Peter Rough on the U.S. ceding its decades-long leadership role in the Middle East

peter_rough
peter_rough
Senior Fellow and Director, Center on Europe and Eurasia
Russian President Vladimir Putin (R) greets his Syrian counterpart Bashar al-Assad (L) during a meeting at the Kremlin in Moscow on October 20, 2015. (ALEXEY DRUZHININ/AFP/Getty Images)
Caption
Russian President Vladimir Putin (R) greets his Syrian counterpart Bashar al-Assad (L) during a meeting at the Kremlin in Moscow on October 20, 2015. (ALEXEY DRUZHININ/AFP/Getty Images)

Over the past several months, the Obama administration has taken a blinkered view toward the conflict in Syria--with grim consequences for America's position in the Middle East. In a burst of activity and statements, Secretary of State John Kerry has honed in on the death and destruction in Syria to prioritize a ceasefire above all else. This week, in the aftermath of the suspension of the Geneva talks, this effort has reached its apex. By elevating the humanitarian imperative, however, the Obama administration is subordinating the key to unlocking an enduring peace--the removal of Syrian dictator Bashar Assad.

In a December meeting in Moscow, Kerry conceded that he no longer deems regime change a necessary prerequisite to concluding the conflict, since the United States is "not seeking so-called regime change as it is known in Syria." Just this week, State Department spokesman John Kirby reiterated his boss's perspective, arguing that "being able to have talks ... you can start to get at the issues that are most -- of prime importance ... which is a ceasefire and humanitarian access."

Surely, after years of inaction, a sudden humanitarian awakening does not explain the American shift on the fate of Assad. Instead, the answer lies with Obama's aversion to the use of force and the rise of Islamic State. The spectacular attacks in Paris and San Bernardino roused the American public, gave new urgency to the campaign against ISIS, and forced Obama to revisit his claim that ISIS had been "contained." However, rather than oust Assad from power and eliminate Islamic State's primary recruitment tool--an undertaking antithetical to a president who campaigned on ending America's wars in the Middle East--Obama has turned to Russia and Iran in an attempt to end the civil war. Emboldened by the Iran nuclear deal, Obama hopes to thread the diplomatic needle once more.

Vladimir Putin has taken notice. His foreign minister, Sergey Lavrov, has repeatedly played into the Obama administration's biases by hinting at future cooperation in Syria, leading Obama to muse in July about "an opportunity to have a serious conversation" and to anticipate in December "a shift in calculation in the Russians." Those "opportunities" and "shifts" have proven totally illusory--instead, Russian fighter jets regularly and relentlessly pummel the positions of anti-Assad rebels while Iranian operatives direct the action below. Thus far, Obama's warning that Russia is going to get "stuck in a quagmire and it won't work" remains nothing more than a revealing solipsism. On the contrary, Assad is reestablishing his rule under Russian-Iranian protection across vast portions of Western Syria. These bloody facts on the ground have caused the U.S. to slide steadily toward Moscow on the question of Syria's political future, a capitulation we dress up as urgent humanitarianism. Now, the regime's most recent advances around Aleppo confirm that Assad wants more than a Damascus to Latakia corridor--indeed, he wants it all back. American concessions aimed at launching the political process have only fed Assad's desire for total victory.

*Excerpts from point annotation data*
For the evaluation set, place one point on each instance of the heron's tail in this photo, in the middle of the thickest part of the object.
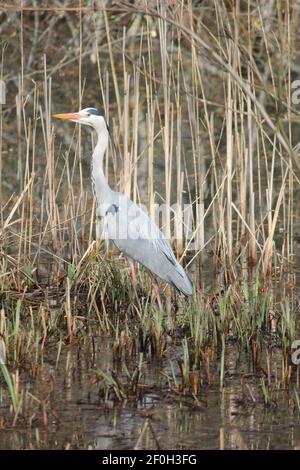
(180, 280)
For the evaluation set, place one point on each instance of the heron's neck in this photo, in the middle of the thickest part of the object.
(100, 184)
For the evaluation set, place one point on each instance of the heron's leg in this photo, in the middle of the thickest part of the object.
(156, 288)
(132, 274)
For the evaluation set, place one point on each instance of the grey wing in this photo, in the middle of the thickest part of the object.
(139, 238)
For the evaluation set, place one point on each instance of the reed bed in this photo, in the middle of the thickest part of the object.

*OBJECTIVES*
**A.** In the Syria article, where did Kerry say in December that he no longer deems regime change a necessary prerequisite to ending the conflict?
**B.** From the Syria article, output the part that opens with the words containing "Surely, after years" and closes with "needle once more.".
Nothing in the records is needed for the work here.

*RESULTS FOR EACH TASK*
**A.** At a meeting in Moscow.

**B.**
Surely, after years of inaction, a sudden humanitarian awakening does not explain the American shift on the fate of Assad. Instead, the answer lies with Obama's aversion to the use of force and the rise of Islamic State. The spectacular attacks in Paris and San Bernardino roused the American public, gave new urgency to the campaign against ISIS, and forced Obama to revisit his claim that ISIS had been "contained." However, rather than oust Assad from power and eliminate Islamic State's primary recruitment tool--an undertaking antithetical to a president who campaigned on ending America's wars in the Middle East--Obama has turned to Russia and Iran in an attempt to end the civil war. Emboldened by the Iran nuclear deal, Obama hopes to thread the diplomatic needle once more.